-- START Excerpted records --

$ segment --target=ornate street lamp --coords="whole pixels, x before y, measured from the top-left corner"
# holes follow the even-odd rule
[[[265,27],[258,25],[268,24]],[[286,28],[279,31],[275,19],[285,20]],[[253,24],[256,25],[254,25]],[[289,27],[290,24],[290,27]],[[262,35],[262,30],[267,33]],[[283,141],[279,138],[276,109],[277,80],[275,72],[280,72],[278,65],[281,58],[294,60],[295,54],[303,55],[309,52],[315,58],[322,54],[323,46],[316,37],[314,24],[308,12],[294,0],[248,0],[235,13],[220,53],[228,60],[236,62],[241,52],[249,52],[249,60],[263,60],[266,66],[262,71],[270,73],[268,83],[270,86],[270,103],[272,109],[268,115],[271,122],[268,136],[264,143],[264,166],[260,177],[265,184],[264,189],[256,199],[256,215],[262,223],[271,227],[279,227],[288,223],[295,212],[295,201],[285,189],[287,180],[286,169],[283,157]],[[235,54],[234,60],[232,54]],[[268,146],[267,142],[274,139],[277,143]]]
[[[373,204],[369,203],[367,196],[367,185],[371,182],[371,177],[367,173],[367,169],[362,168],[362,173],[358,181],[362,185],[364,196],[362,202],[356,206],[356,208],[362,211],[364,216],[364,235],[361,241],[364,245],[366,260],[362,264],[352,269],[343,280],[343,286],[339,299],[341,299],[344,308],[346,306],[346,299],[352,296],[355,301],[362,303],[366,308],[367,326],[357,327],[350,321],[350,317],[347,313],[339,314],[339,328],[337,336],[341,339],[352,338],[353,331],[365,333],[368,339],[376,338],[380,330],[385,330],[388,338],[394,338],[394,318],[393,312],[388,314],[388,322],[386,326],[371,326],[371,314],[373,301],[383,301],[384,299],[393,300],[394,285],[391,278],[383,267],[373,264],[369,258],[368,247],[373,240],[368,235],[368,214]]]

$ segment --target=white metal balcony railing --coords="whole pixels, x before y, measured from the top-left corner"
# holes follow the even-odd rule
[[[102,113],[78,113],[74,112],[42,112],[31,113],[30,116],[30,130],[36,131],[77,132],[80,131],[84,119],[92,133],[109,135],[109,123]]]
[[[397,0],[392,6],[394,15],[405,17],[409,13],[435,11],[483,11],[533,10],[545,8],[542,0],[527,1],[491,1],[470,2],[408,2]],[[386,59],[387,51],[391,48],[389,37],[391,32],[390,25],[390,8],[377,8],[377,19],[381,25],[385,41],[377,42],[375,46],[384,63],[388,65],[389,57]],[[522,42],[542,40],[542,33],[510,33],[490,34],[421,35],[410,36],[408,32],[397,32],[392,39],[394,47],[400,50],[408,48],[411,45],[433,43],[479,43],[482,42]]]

-- END Excerpted records --

**Short exercise**
Report how many lines in the entries contain the string "corner".

**Task response**
2